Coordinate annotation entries

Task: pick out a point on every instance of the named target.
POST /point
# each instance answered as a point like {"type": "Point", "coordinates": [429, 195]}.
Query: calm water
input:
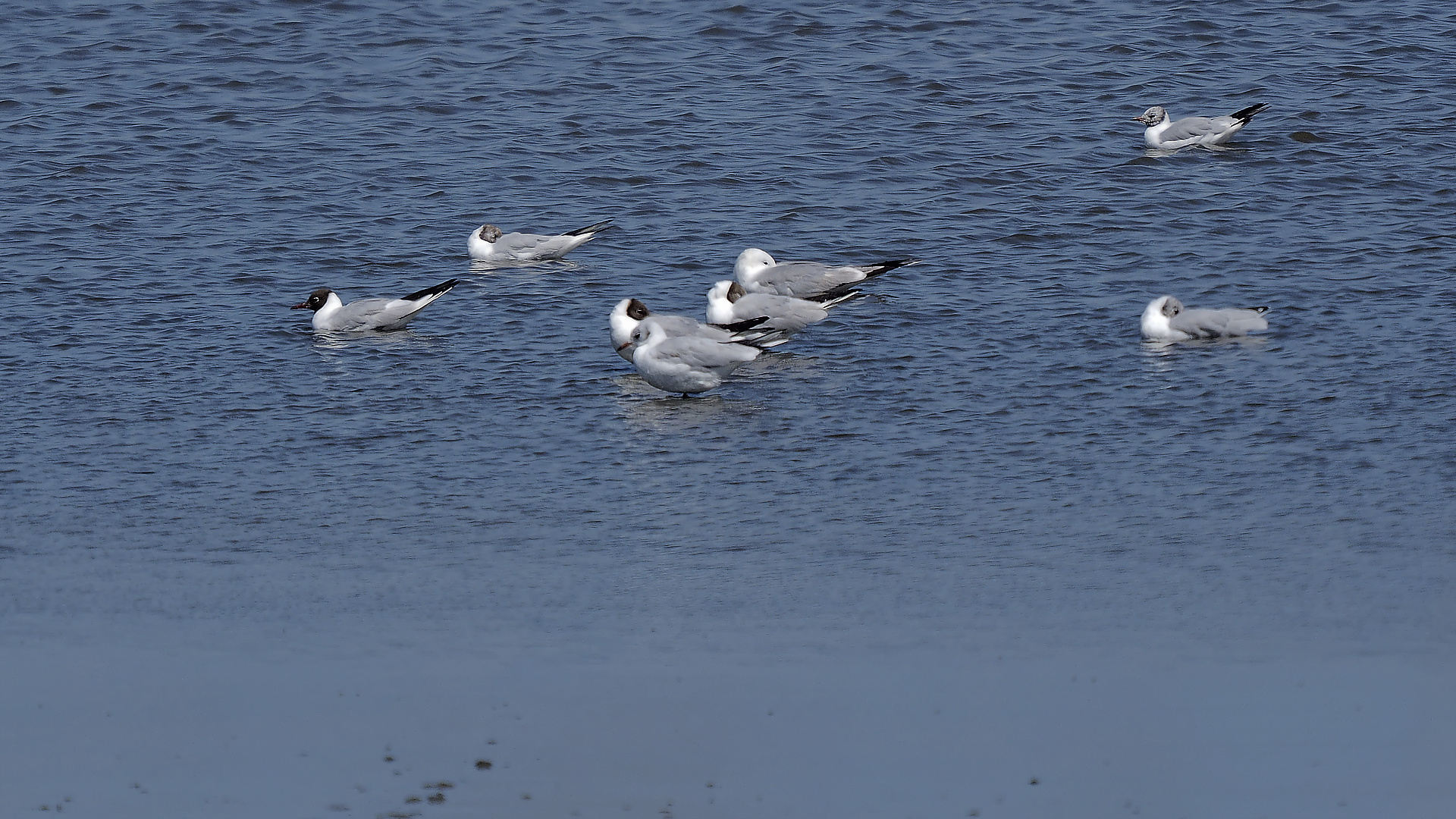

■ Written request
Reproduce the rows above line for line, omitting the pictures.

■ Output for this task
Task: pick out a point on every instance of the named target.
POST /point
# each instance answered as a point like {"type": "Point", "coordinates": [429, 195]}.
Query: calm water
input:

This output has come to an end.